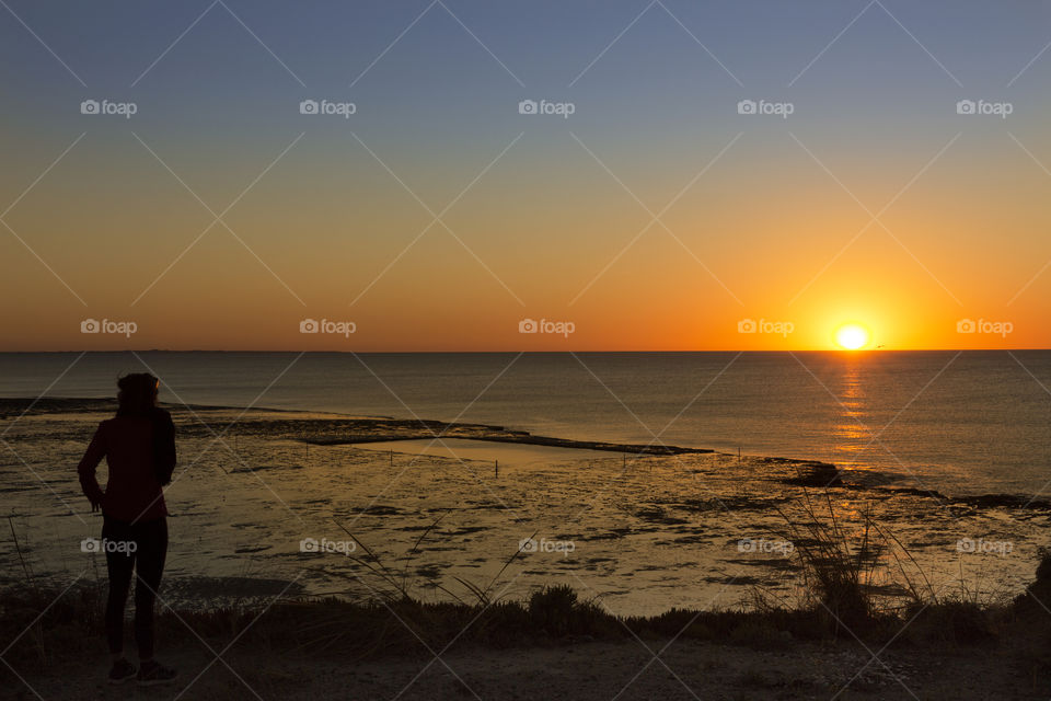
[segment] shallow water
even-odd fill
[[[758,589],[788,602],[799,595],[785,545],[794,533],[779,513],[801,516],[804,491],[785,482],[798,476],[798,464],[723,453],[574,459],[569,450],[501,462],[495,476],[488,460],[464,456],[395,452],[392,462],[390,452],[351,445],[308,446],[299,439],[334,436],[324,421],[293,436],[282,428],[288,414],[252,413],[216,441],[211,430],[221,433],[239,413],[175,412],[181,464],[166,492],[171,551],[162,591],[173,602],[201,604],[195,593],[209,604],[243,600],[245,577],[267,581],[261,594],[270,596],[280,583],[294,593],[369,596],[390,584],[355,560],[362,544],[425,599],[471,600],[463,582],[512,597],[568,584],[616,613],[734,606]],[[5,437],[12,450],[0,461],[0,491],[37,579],[104,581],[102,558],[80,549],[81,539],[99,535],[101,518],[86,513],[73,472],[103,417],[26,416]],[[847,471],[846,481],[862,484],[855,476],[864,472]],[[943,594],[958,591],[961,576],[982,596],[1020,591],[1049,535],[1043,510],[979,509],[870,489],[833,489],[829,498],[848,531],[870,516],[892,532]],[[529,538],[535,547],[499,574]],[[316,551],[301,549],[308,539]],[[986,547],[960,552],[963,539]],[[892,570],[880,577],[894,578]],[[25,576],[10,538],[0,544],[0,572],[9,581]],[[222,586],[223,578],[236,586]]]
[[[0,354],[0,397],[109,397],[114,377],[148,367],[171,402],[740,448],[947,494],[1032,495],[1051,480],[1048,350],[297,356]]]

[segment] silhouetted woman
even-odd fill
[[[124,656],[124,607],[131,573],[135,584],[135,641],[139,648],[140,685],[163,683],[175,670],[153,659],[153,604],[168,554],[168,509],[162,486],[175,468],[175,427],[171,415],[157,406],[159,380],[146,372],[117,381],[117,415],[99,424],[77,468],[91,510],[102,508],[102,549],[109,573],[106,639],[113,656],[109,682],[136,676]],[[103,491],[95,479],[102,458],[109,467]]]

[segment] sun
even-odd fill
[[[861,324],[843,324],[835,330],[835,342],[847,350],[857,350],[868,345],[868,329]]]

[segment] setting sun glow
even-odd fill
[[[847,350],[857,350],[868,345],[868,329],[861,324],[844,324],[835,331],[835,342]]]

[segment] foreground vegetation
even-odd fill
[[[1025,593],[1008,600],[980,600],[962,583],[948,593],[936,590],[908,551],[877,524],[866,520],[861,529],[845,532],[831,502],[819,508],[808,501],[804,517],[786,516],[785,524],[806,585],[805,598],[795,606],[761,589],[736,610],[672,609],[654,617],[614,616],[599,601],[581,599],[566,586],[546,587],[521,600],[490,598],[518,553],[488,585],[461,582],[469,600],[425,602],[406,582],[405,568],[386,566],[361,543],[363,554],[358,560],[371,579],[368,597],[301,598],[263,610],[162,609],[158,633],[165,647],[196,646],[199,635],[217,643],[236,640],[239,648],[259,653],[331,655],[344,660],[429,657],[447,647],[472,645],[551,647],[636,637],[759,650],[783,650],[802,642],[862,642],[880,648],[1006,651],[1019,674],[1035,682],[1051,677],[1047,655],[1051,551],[1041,550],[1035,579]],[[408,559],[426,537],[427,532],[406,554]],[[876,585],[878,567],[897,568],[894,587]],[[11,586],[0,595],[2,658],[20,674],[37,674],[82,653],[85,641],[97,641],[102,648],[105,586],[83,585],[59,594]],[[7,666],[0,670],[0,679],[11,674]]]

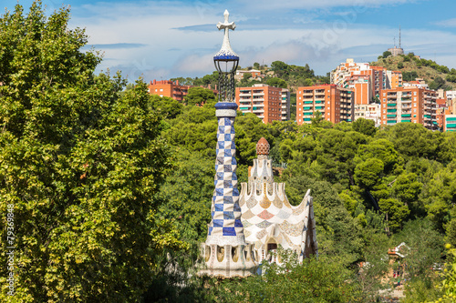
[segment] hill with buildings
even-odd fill
[[[389,55],[389,52],[385,52]],[[403,81],[423,79],[430,89],[452,90],[456,88],[456,69],[440,66],[432,60],[420,58],[413,53],[399,56],[379,56],[370,66],[381,66],[402,73]]]

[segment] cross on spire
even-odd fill
[[[228,57],[237,57],[237,54],[234,53],[234,51],[231,48],[230,45],[230,36],[229,36],[229,30],[234,30],[236,28],[236,25],[234,22],[229,22],[228,18],[230,17],[230,13],[228,13],[228,10],[225,9],[225,12],[223,13],[224,16],[224,22],[219,22],[217,24],[217,28],[219,30],[224,29],[225,33],[223,35],[223,43],[222,44],[222,48],[220,51],[215,55],[215,56],[228,56]]]

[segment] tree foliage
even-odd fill
[[[138,300],[154,252],[186,246],[154,216],[170,150],[146,85],[122,92],[119,75],[95,76],[100,58],[81,51],[86,35],[68,18],[66,8],[47,18],[34,2],[0,20],[0,209],[14,206],[14,298]]]

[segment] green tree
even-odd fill
[[[100,59],[81,50],[87,36],[68,18],[65,8],[47,18],[34,2],[27,15],[16,5],[0,19],[0,210],[14,209],[13,299],[136,301],[154,254],[184,247],[154,216],[170,151],[146,84],[122,93],[119,76],[94,76]],[[5,277],[2,267],[3,286]],[[3,288],[0,298],[12,298]]]
[[[377,158],[369,158],[355,167],[355,182],[367,189],[373,188],[382,177],[383,162]]]
[[[380,210],[385,214],[389,234],[398,231],[402,227],[410,210],[402,202],[395,198],[380,199]]]
[[[169,119],[173,119],[182,113],[182,104],[168,96],[150,95],[150,101],[153,108]]]
[[[285,80],[277,77],[270,78],[266,81],[266,84],[271,86],[286,88],[287,84]]]

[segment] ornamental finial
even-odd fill
[[[224,16],[224,22],[219,22],[217,24],[217,28],[219,30],[224,29],[225,33],[223,35],[223,43],[222,44],[222,48],[220,51],[215,54],[214,59],[215,58],[223,58],[223,59],[235,59],[239,58],[236,53],[231,48],[230,45],[230,36],[229,36],[229,30],[234,30],[236,28],[236,25],[234,22],[229,22],[228,19],[230,17],[230,13],[228,10],[225,9],[225,12],[223,13]]]

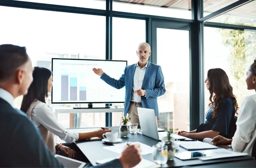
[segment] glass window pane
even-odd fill
[[[113,0],[113,10],[191,19],[191,0]]]
[[[239,0],[203,0],[204,17]]]
[[[8,25],[0,27],[0,44],[26,47],[33,66],[51,70],[52,58],[106,59],[105,16],[2,6],[0,16]]]
[[[106,0],[18,0],[31,2],[57,5],[98,9],[106,9]]]
[[[165,94],[158,99],[158,125],[189,131],[189,32],[157,28],[157,64],[162,68],[166,90]]]
[[[209,20],[237,25],[256,26],[256,1],[254,1]]]
[[[205,79],[210,69],[225,71],[241,107],[244,98],[255,93],[247,90],[245,79],[247,69],[255,58],[256,32],[205,27],[204,34]],[[206,87],[205,89],[207,111],[210,94]]]
[[[136,64],[138,46],[146,41],[146,21],[113,17],[112,22],[112,59]]]

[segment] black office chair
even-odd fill
[[[228,135],[227,138],[228,139],[232,139],[236,131],[236,121],[237,120],[237,117],[235,116],[233,119],[232,119],[229,124],[229,128],[228,129]]]
[[[256,157],[256,140],[254,141],[254,143],[253,146],[252,150],[251,151],[251,156]]]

## 요구 사항
위 자료의 줄을 빈 줄만 빼고 모두 Markdown 표로 옮기세요. 열 이름은 "번호"와 "줄"로 하고 이미지는 답에 넣지 마세요.

## 문제 풀이
| 번호 | 줄 |
|---|---|
| 1 | [segment] shallow water |
| 2 | even-odd fill |
| 3 | [[[758,589],[788,602],[799,595],[785,545],[794,533],[779,513],[801,516],[804,491],[785,482],[798,476],[798,464],[723,453],[574,459],[569,450],[501,462],[495,476],[488,460],[464,456],[395,452],[392,462],[390,452],[351,445],[308,446],[299,439],[334,436],[324,421],[293,436],[282,428],[288,414],[252,413],[216,441],[211,430],[221,433],[239,413],[175,412],[181,464],[166,492],[171,551],[162,591],[173,602],[201,604],[195,593],[209,604],[243,600],[245,577],[267,581],[261,594],[270,596],[280,583],[294,593],[369,596],[390,584],[355,560],[362,544],[425,599],[471,600],[463,582],[512,597],[568,584],[616,613],[734,606]],[[5,437],[12,450],[0,461],[0,491],[37,579],[104,581],[102,558],[80,549],[81,539],[99,535],[101,518],[86,513],[73,472],[103,417],[26,416]],[[847,471],[846,481],[862,484],[855,476],[864,472]],[[943,594],[958,591],[961,576],[982,596],[1020,591],[1049,535],[1043,510],[979,509],[870,489],[833,489],[829,498],[848,531],[870,516],[892,532]],[[529,538],[535,547],[499,574]],[[316,551],[301,549],[308,539]],[[986,547],[960,552],[963,539]],[[892,570],[880,577],[894,578]],[[25,576],[10,538],[0,544],[0,572],[9,581]],[[222,586],[223,578],[236,586]]] |
| 4 | [[[0,354],[0,397],[109,397],[114,377],[148,367],[171,402],[740,448],[947,494],[1032,495],[1051,480],[1048,350],[297,356]]] |
| 5 | [segment] silhouetted woman |
| 6 | even-odd fill |
| 7 | [[[124,656],[124,607],[131,573],[135,584],[135,641],[139,648],[140,685],[163,683],[175,670],[153,659],[153,604],[168,554],[168,509],[162,486],[175,468],[175,427],[171,415],[157,406],[159,380],[146,372],[117,381],[117,415],[99,424],[77,468],[91,510],[102,508],[102,549],[109,573],[106,639],[113,656],[109,682],[136,676]],[[103,491],[95,479],[102,458],[109,467]]] |
| 8 | [segment] sun |
| 9 | even-odd fill |
| 10 | [[[861,324],[843,324],[835,330],[835,342],[847,350],[857,350],[868,345],[868,329]]] |
| 11 | [segment] setting sun glow |
| 12 | even-odd fill |
| 13 | [[[847,350],[857,350],[868,345],[868,329],[861,324],[844,324],[835,331],[835,342]]] |
| 14 | [segment] foreground vegetation |
| 15 | even-odd fill |
| 16 | [[[1025,593],[1008,600],[980,600],[962,583],[948,593],[936,590],[908,551],[877,524],[866,520],[861,529],[845,532],[831,502],[819,508],[808,501],[804,517],[786,516],[785,524],[806,585],[805,598],[795,606],[761,589],[736,610],[672,609],[654,617],[614,616],[599,601],[581,599],[566,586],[546,587],[521,600],[490,598],[518,553],[488,585],[461,582],[469,600],[425,602],[406,582],[405,568],[386,566],[361,543],[363,554],[358,560],[371,579],[368,597],[301,598],[263,610],[162,609],[158,633],[165,647],[196,646],[199,635],[217,643],[236,640],[239,648],[259,653],[331,655],[344,660],[429,657],[447,647],[472,645],[551,647],[636,637],[759,650],[783,650],[802,642],[862,642],[880,648],[1006,651],[1019,674],[1035,682],[1051,677],[1047,655],[1051,551],[1041,550],[1035,579]],[[408,559],[426,537],[427,532],[406,554]],[[876,585],[878,567],[897,568],[894,587]],[[11,586],[0,595],[2,658],[20,674],[37,674],[82,653],[85,641],[97,641],[102,648],[105,586],[83,585],[59,594]],[[7,666],[0,670],[0,679],[11,674]]] |
| 17 | [segment] hill with buildings |
| 18 | even-odd fill |
| 19 | [[[389,55],[389,52],[385,52]],[[403,81],[423,79],[430,89],[452,90],[456,88],[456,69],[440,66],[432,60],[420,58],[413,53],[399,56],[379,56],[370,66],[381,66],[402,73]]] |
| 20 | [segment] cross on spire |
| 21 | even-odd fill |
| 22 | [[[228,57],[237,57],[237,54],[234,53],[234,51],[231,48],[230,45],[230,36],[229,36],[229,30],[234,30],[236,28],[236,25],[234,22],[229,22],[228,18],[230,17],[230,13],[228,13],[228,10],[225,9],[225,12],[223,13],[224,16],[224,22],[219,22],[217,24],[217,28],[219,30],[224,29],[225,33],[223,35],[223,43],[222,44],[222,48],[220,51],[215,55],[215,56],[228,56]]] |
| 23 | [segment] tree foliage |
| 24 | even-odd fill |
| 25 | [[[138,300],[154,252],[186,246],[154,216],[170,150],[146,85],[122,92],[119,75],[95,76],[100,58],[81,51],[86,35],[68,18],[66,8],[47,18],[34,2],[0,20],[0,209],[14,206],[14,298]]] |
| 26 | [segment] green tree |
| 27 | even-odd fill |
| 28 | [[[100,59],[81,50],[87,36],[68,18],[65,8],[47,18],[34,2],[27,15],[16,5],[0,19],[0,210],[14,209],[13,299],[136,301],[154,254],[184,247],[154,216],[170,151],[146,84],[122,93],[119,76],[94,76]],[[5,277],[2,267],[3,286]],[[3,288],[0,298],[12,298]]] |
| 29 | [[[377,158],[369,158],[355,167],[355,182],[367,189],[373,188],[382,177],[383,162]]] |
| 30 | [[[380,210],[385,214],[389,234],[398,231],[402,227],[410,210],[402,202],[395,198],[380,199]]] |
| 31 | [[[169,119],[173,119],[182,113],[182,104],[168,96],[150,95],[150,101],[153,108]]] |
| 32 | [[[285,80],[277,77],[270,78],[266,81],[266,84],[271,86],[286,88],[287,84]]] |
| 33 | [segment] ornamental finial |
| 34 | even-odd fill |
| 35 | [[[224,16],[224,22],[219,22],[217,24],[217,28],[219,30],[224,29],[225,33],[223,35],[223,43],[222,44],[222,48],[220,51],[215,54],[214,59],[215,58],[223,58],[223,59],[235,59],[239,58],[236,53],[231,48],[230,45],[230,36],[229,36],[229,30],[234,30],[236,28],[236,25],[234,22],[229,22],[228,19],[230,17],[230,13],[228,10],[225,9],[225,12],[223,13]]] |
| 36 | [segment] glass window pane |
| 37 | even-odd fill |
| 38 | [[[113,0],[113,10],[191,19],[191,0]]] |
| 39 | [[[239,0],[203,0],[204,17]]] |
| 40 | [[[8,25],[0,27],[0,44],[26,47],[33,66],[51,70],[52,58],[106,59],[105,16],[2,6],[0,16]]] |
| 41 | [[[106,0],[18,0],[31,2],[57,5],[98,9],[106,9]]] |
| 42 | [[[165,94],[158,99],[158,125],[189,131],[189,32],[157,28],[157,64],[162,68],[166,90]]] |
| 43 | [[[209,20],[237,25],[256,26],[256,1],[254,1]]] |
| 44 | [[[205,79],[210,69],[225,71],[241,107],[244,98],[255,93],[247,90],[245,79],[247,69],[255,58],[256,32],[205,27],[204,34]],[[206,87],[205,89],[207,111],[210,94]]] |
| 45 | [[[136,64],[138,46],[146,41],[146,21],[113,17],[112,22],[112,59]]] |
| 46 | [segment] black office chair |
| 47 | even-odd fill |
| 48 | [[[228,135],[227,138],[228,139],[232,139],[236,131],[236,121],[237,120],[237,117],[235,116],[233,119],[232,119],[229,124],[229,128],[228,129]]] |
| 49 | [[[256,157],[256,140],[254,141],[254,143],[253,146],[252,150],[251,151],[251,156]]] |